*GIVEN EXERCISE:*
Reproduce every one of the records below line for line, with no change to any word, number or punctuation mark.

*MATERIAL FOR THIS EXERCISE:*
(begin)
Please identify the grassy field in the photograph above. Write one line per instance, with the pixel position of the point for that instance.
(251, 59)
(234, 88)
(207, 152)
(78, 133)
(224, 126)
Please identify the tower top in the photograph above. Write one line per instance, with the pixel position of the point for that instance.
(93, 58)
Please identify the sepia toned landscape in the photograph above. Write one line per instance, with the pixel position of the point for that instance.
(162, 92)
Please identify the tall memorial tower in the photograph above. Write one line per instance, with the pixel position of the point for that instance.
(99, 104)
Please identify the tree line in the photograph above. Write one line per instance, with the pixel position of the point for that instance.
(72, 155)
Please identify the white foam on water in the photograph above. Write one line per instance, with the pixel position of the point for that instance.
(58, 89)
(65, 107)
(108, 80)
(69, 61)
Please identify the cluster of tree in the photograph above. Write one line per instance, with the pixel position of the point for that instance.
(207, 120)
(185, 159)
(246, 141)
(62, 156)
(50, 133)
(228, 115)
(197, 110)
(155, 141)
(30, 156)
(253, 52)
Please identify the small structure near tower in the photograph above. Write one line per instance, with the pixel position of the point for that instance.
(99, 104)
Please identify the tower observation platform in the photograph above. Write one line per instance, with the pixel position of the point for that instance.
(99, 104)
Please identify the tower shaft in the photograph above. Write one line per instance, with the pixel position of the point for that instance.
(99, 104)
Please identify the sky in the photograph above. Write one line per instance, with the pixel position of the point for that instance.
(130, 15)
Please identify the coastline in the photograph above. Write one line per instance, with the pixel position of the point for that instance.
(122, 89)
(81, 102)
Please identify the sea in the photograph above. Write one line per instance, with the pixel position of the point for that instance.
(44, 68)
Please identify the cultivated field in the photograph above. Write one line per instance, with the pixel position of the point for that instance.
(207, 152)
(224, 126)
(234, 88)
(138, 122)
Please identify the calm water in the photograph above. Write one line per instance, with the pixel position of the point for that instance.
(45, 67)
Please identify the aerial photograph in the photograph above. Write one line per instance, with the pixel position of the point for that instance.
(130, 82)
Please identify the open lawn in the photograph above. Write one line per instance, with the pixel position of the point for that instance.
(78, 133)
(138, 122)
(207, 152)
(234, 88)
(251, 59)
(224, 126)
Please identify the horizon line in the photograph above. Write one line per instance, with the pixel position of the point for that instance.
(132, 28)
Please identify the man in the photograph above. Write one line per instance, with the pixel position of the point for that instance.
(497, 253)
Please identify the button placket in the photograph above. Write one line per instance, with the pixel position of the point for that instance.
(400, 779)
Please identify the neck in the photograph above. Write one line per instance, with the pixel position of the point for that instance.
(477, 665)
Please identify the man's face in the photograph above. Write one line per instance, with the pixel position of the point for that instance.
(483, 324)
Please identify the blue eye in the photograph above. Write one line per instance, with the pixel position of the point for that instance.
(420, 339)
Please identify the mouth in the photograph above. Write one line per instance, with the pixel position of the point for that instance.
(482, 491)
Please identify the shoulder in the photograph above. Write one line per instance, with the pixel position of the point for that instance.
(end)
*EXERCISE ANSWER:*
Please identify the grassy field in the photograph above. Write one line per instance, with the pixel position of the point for that instance.
(251, 59)
(234, 88)
(207, 152)
(78, 133)
(224, 126)
Please identify the tower top in the photograph above. Write one line per instance, with the pixel position of the point for that instance.
(93, 58)
Please identify the sepia toned landscape in the photograph above. Write one line per instance, with the pixel position of the point for that instance.
(162, 92)
Please identify the tall memorial tower in the photograph above. Write one line per instance, with the pixel position of the point for that instance.
(99, 104)
Please identify the tree line in the photograph above. Write one line per instance, with the pixel position of the point for that instance.
(72, 155)
Please identify the white foam on water in the photograph above. Write one line per instance, with the pixel position of the point for that instance.
(58, 89)
(65, 107)
(108, 80)
(69, 61)
Please identify the cluster of tree in the photograph above. Write one line per instance, with the pixel position of the point for that instance.
(207, 120)
(185, 159)
(246, 141)
(62, 156)
(50, 133)
(228, 115)
(197, 110)
(155, 141)
(30, 156)
(253, 52)
Please identify the small structure near tower in the photograph above. Write one line per instance, with the pixel position of the point for that instance.
(99, 104)
Please identify the tower observation platform in the photograph above. Write one line per instance, with the pixel position of the point for that instance.
(99, 104)
Please identify the tower shaft in the photograph above. Write one line per instance, with the pixel position of the point for that instance.
(99, 104)
Please identify the sky in the photograph above. Write one line per instance, with the pixel position of the point for that instance.
(130, 15)
Please identify the coastline in the photograph above. Write one line per instance, with the pixel position of the point for that instance.
(122, 89)
(81, 102)
Please identify the sea in the photograph above. Write one line per instance, with the pixel position of the point for that instance.
(44, 68)
Please identify the cultivated field in the photograph above. Write one line per instance, with the pixel position of the point for that instance.
(207, 152)
(224, 126)
(234, 88)
(138, 122)
Please identify the calm water in the photograph above. Write one line per instance, with the pixel position of the point for that instance.
(45, 67)
Please identify the aerial photograph in the photograph above. Write one line per instance, with the pixel position of the point for that instance.
(130, 82)
Please identify the open lawn in the photograph above. Write one line per instance, with the pixel position of the point for that instance.
(78, 133)
(138, 122)
(207, 152)
(234, 88)
(251, 59)
(224, 126)
Please identify the horizon line in the photograph above. Write one line per instance, with the pixel position of the point for that instance.
(132, 28)
Please identify the man in the photograph above. Write one line per instance, with the pixel position of the point for that instance.
(497, 253)
Please identify the button placket in the photograph above. Write one line per instance, with the pixel position of the point for that instance.
(400, 779)
Please identify the neck in the photograph above. Write one line per instance, with the pixel position of the point for that instance.
(477, 665)
Please identify the man's face in the photograph above. Write one line per instance, with the pixel position of the point for that instance.
(483, 324)
Please identify the blue eye in the photograph above. Write one line per instance, with the pixel position of the point for that instance.
(420, 339)
Please identify the mouth in the photograph above. Write one line per instance, with the pixel position of the point for that instance.
(482, 491)
Please identify the shoulder in the photograph above. Write one line per instance, with the pixel position of the point for that instance.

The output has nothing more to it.